### Your task
Leaving out the pictures, output the lines from the one that contains "TARGET: sandy beach" through the end of the material, exactly as they stand.

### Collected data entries
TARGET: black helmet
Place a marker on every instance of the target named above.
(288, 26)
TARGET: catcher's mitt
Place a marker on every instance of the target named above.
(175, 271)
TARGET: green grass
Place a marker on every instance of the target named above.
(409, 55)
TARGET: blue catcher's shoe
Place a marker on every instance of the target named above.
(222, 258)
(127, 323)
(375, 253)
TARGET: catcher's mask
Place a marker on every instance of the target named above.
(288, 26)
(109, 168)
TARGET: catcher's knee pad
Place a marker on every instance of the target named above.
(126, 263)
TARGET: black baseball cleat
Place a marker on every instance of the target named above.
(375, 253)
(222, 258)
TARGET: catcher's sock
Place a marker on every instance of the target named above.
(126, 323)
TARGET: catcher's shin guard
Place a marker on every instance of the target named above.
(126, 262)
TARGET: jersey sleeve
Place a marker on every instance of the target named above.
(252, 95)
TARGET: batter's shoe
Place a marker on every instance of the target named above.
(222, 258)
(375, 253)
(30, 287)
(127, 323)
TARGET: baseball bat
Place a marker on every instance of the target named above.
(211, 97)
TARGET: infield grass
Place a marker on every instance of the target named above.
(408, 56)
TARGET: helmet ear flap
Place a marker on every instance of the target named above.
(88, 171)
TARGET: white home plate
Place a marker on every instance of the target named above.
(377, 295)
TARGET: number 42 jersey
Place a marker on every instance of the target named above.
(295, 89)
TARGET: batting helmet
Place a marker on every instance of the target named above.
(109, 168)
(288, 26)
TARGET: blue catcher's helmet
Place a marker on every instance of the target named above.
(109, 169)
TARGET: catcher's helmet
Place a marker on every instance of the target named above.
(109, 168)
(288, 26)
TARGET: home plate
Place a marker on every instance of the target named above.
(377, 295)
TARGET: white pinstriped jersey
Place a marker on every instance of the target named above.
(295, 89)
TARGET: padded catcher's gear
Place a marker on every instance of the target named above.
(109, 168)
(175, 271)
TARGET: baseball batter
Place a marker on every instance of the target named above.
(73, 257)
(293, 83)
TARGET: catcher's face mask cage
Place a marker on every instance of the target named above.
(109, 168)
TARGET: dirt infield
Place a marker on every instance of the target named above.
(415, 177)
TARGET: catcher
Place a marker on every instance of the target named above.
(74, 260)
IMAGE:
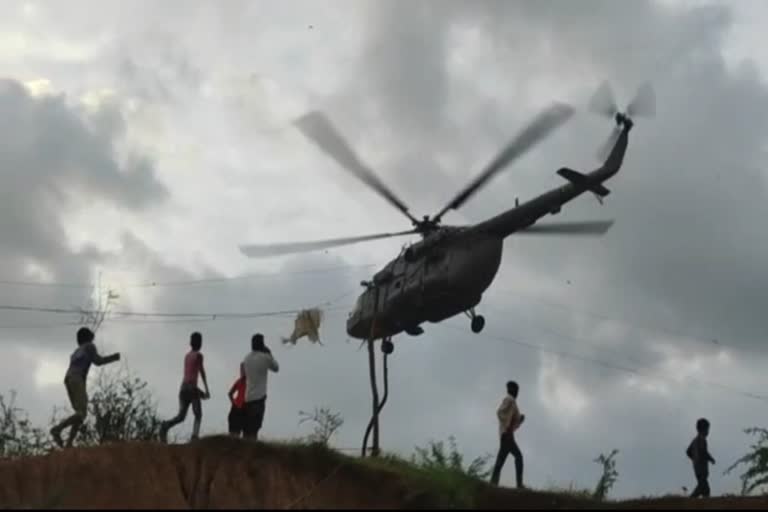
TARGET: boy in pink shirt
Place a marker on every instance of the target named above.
(190, 394)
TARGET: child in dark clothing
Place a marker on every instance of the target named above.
(699, 455)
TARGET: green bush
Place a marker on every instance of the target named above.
(755, 477)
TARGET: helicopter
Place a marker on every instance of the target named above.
(446, 272)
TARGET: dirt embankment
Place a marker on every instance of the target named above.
(225, 473)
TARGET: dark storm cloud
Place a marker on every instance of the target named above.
(55, 161)
(683, 256)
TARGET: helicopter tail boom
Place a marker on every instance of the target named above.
(582, 180)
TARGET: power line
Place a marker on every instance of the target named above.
(189, 282)
(607, 364)
(153, 314)
(629, 323)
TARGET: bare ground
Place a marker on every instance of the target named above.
(226, 473)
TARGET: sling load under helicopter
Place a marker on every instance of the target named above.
(448, 270)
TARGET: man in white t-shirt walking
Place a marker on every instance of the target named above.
(510, 420)
(256, 367)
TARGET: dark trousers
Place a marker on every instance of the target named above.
(254, 417)
(702, 487)
(188, 396)
(508, 446)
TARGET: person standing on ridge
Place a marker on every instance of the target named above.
(699, 454)
(236, 418)
(510, 420)
(75, 382)
(190, 394)
(256, 366)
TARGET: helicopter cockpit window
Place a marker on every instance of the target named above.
(358, 305)
(435, 257)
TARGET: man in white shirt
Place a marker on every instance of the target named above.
(256, 367)
(510, 420)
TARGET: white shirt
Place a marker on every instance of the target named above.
(256, 367)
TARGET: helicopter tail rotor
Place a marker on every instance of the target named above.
(603, 103)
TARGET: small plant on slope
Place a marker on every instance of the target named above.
(326, 424)
(434, 457)
(609, 476)
(755, 477)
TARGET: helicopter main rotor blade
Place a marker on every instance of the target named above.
(603, 102)
(536, 130)
(644, 103)
(263, 251)
(594, 228)
(316, 126)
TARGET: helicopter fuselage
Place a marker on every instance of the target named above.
(447, 272)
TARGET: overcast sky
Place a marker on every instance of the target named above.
(146, 140)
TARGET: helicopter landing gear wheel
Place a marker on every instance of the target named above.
(478, 322)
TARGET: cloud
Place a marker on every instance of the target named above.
(189, 155)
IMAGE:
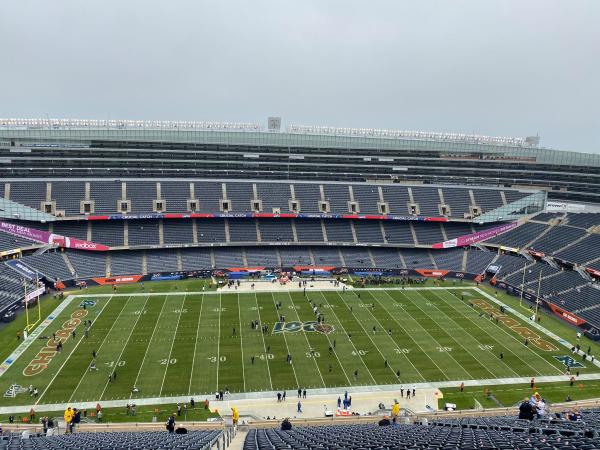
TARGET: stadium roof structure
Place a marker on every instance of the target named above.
(252, 134)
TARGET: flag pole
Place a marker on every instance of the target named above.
(537, 302)
(522, 287)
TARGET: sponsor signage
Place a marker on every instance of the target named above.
(23, 269)
(565, 315)
(45, 237)
(523, 331)
(118, 280)
(564, 207)
(31, 295)
(569, 362)
(265, 215)
(15, 251)
(432, 273)
(472, 238)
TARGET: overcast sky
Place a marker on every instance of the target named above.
(503, 67)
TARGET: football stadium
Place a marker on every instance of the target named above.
(235, 275)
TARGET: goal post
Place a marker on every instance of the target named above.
(30, 323)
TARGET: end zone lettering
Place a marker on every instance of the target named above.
(45, 355)
(516, 326)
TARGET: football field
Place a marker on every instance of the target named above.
(193, 344)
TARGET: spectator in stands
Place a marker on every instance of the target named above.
(68, 416)
(171, 423)
(385, 422)
(286, 424)
(526, 410)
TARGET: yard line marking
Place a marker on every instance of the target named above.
(285, 340)
(369, 336)
(128, 337)
(391, 338)
(149, 345)
(72, 351)
(195, 345)
(172, 345)
(531, 350)
(378, 300)
(450, 303)
(453, 338)
(335, 353)
(349, 340)
(307, 343)
(435, 340)
(26, 343)
(218, 343)
(263, 338)
(241, 341)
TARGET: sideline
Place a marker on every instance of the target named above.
(536, 325)
(271, 395)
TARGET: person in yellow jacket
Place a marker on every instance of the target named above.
(396, 409)
(68, 418)
(235, 415)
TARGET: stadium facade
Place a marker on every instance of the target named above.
(149, 200)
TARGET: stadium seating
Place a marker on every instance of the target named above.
(193, 440)
(141, 194)
(440, 435)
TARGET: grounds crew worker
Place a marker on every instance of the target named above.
(395, 409)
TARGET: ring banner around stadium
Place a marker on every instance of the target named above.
(266, 216)
(23, 269)
(559, 312)
(472, 238)
(45, 237)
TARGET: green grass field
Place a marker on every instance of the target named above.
(183, 344)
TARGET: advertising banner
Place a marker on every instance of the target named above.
(45, 237)
(24, 269)
(33, 294)
(472, 238)
(565, 315)
(251, 215)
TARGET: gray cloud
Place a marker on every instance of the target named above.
(508, 67)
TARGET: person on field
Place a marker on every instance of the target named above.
(68, 416)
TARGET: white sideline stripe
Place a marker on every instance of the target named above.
(23, 346)
(195, 345)
(393, 388)
(548, 333)
(69, 357)
(308, 289)
(512, 336)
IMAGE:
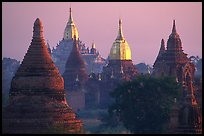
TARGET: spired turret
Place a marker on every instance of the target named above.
(174, 62)
(120, 49)
(70, 30)
(75, 67)
(37, 102)
(120, 62)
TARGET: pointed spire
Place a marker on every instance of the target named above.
(112, 76)
(93, 45)
(99, 77)
(120, 33)
(48, 47)
(77, 78)
(38, 29)
(75, 44)
(70, 15)
(162, 48)
(121, 69)
(174, 27)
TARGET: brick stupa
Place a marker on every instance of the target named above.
(75, 70)
(37, 102)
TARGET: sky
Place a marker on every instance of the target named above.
(144, 25)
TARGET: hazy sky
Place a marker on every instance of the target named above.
(144, 25)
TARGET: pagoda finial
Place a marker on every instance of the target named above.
(174, 27)
(120, 33)
(75, 43)
(38, 29)
(162, 45)
(70, 14)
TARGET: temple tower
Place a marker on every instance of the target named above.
(120, 62)
(70, 29)
(174, 62)
(75, 77)
(37, 102)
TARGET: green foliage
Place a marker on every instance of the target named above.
(144, 104)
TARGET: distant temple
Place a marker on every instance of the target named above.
(37, 102)
(75, 77)
(93, 60)
(186, 115)
(120, 64)
(119, 68)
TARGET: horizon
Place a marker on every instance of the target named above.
(98, 22)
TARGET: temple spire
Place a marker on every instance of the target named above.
(120, 33)
(174, 27)
(38, 29)
(162, 48)
(70, 15)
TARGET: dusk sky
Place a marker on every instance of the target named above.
(144, 25)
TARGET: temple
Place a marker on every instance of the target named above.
(119, 68)
(120, 64)
(186, 115)
(75, 77)
(37, 102)
(60, 54)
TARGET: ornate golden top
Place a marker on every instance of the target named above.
(120, 49)
(70, 29)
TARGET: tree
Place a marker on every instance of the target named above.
(144, 104)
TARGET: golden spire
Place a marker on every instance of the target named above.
(38, 29)
(93, 45)
(70, 15)
(120, 33)
(70, 29)
(120, 49)
(174, 27)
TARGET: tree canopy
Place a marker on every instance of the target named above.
(144, 104)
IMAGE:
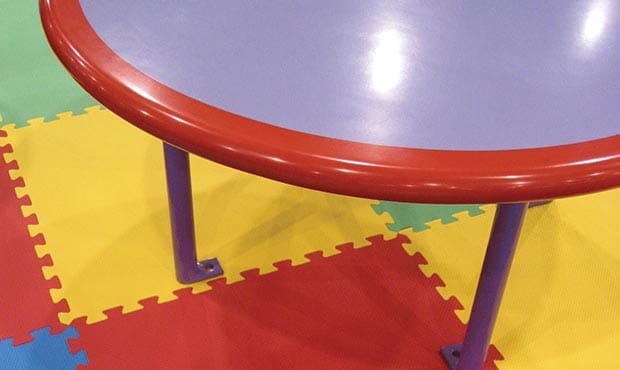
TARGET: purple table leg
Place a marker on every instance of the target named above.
(188, 269)
(495, 269)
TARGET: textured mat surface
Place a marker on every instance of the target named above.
(561, 309)
(25, 302)
(367, 308)
(99, 190)
(34, 84)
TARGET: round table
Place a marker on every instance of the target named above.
(409, 101)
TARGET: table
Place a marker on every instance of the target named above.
(409, 101)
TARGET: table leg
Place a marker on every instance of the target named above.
(500, 251)
(188, 269)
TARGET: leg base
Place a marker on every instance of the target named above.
(451, 355)
(203, 270)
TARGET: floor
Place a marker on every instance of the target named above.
(311, 281)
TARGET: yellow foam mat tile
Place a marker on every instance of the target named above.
(97, 186)
(561, 308)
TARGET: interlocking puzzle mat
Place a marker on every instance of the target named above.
(99, 190)
(366, 308)
(25, 302)
(46, 351)
(561, 309)
(32, 81)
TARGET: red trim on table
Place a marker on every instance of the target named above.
(337, 166)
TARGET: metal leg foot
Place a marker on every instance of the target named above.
(188, 269)
(495, 269)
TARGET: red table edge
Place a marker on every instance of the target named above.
(311, 161)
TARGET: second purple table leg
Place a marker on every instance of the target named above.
(188, 269)
(497, 261)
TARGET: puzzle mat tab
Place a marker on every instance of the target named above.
(46, 351)
(35, 73)
(97, 186)
(561, 309)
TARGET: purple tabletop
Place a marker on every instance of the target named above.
(480, 75)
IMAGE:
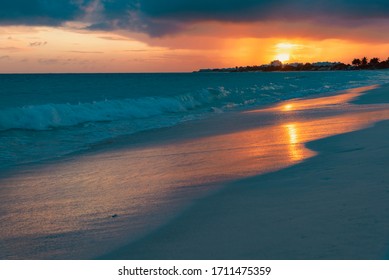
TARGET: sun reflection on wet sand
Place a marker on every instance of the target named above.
(71, 203)
(295, 151)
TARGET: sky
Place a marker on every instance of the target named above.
(62, 36)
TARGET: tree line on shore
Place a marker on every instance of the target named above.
(357, 64)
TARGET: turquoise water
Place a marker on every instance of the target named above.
(47, 116)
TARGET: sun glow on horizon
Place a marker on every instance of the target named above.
(283, 57)
(284, 50)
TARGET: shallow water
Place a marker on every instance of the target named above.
(88, 204)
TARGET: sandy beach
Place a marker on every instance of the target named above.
(246, 184)
(333, 205)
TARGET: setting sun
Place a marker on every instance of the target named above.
(283, 57)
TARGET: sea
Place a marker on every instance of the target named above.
(45, 116)
(62, 198)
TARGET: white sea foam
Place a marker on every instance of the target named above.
(48, 116)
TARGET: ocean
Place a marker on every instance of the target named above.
(47, 116)
(86, 167)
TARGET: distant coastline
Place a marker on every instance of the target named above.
(276, 65)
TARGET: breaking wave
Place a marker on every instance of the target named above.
(49, 116)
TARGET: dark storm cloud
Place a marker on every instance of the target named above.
(40, 12)
(157, 17)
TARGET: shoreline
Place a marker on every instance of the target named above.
(122, 192)
(330, 206)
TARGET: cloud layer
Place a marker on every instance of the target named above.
(159, 18)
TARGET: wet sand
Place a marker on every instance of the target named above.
(334, 205)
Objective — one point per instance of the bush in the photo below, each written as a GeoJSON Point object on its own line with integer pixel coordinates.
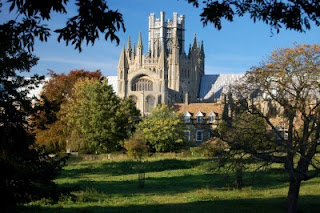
{"type": "Point", "coordinates": [136, 147]}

### Complete output
TARGET: sandy beach
Place a marker on every instance of the target named above.
(246, 184)
(333, 205)
TARGET: setting sun
Place a marker on every instance of the target named above.
(283, 57)
TARGET: sea
Place a marker on every instance of the target named above.
(45, 116)
(62, 198)
TARGET: white sea foam
Place a marker on every instance of the target named above.
(48, 116)
TARGET: ocean
Place a marker on every instance of the target named above.
(47, 116)
(86, 167)
TARGET: distant coastline
Place a marker on every instance of the target named above.
(276, 65)
TARGET: breaking wave
Place a marker on every instance of the target named above.
(49, 116)
TARGET: dark storm cloud
Place a marker on every instance of the target named above.
(40, 12)
(157, 17)
TARGET: shoreline
Place a marker on every instance of the target named above.
(122, 192)
(330, 206)
TARGET: cloud layer
Place a marker on every instance of the target named above.
(159, 18)
TARGET: wet sand
Place a marker on every instance of the target named above.
(334, 205)
Objective — one point per instance of the bush in the photo below, each written as a GeoJSON Point object on its own line with integer pixel coordinates.
{"type": "Point", "coordinates": [136, 147]}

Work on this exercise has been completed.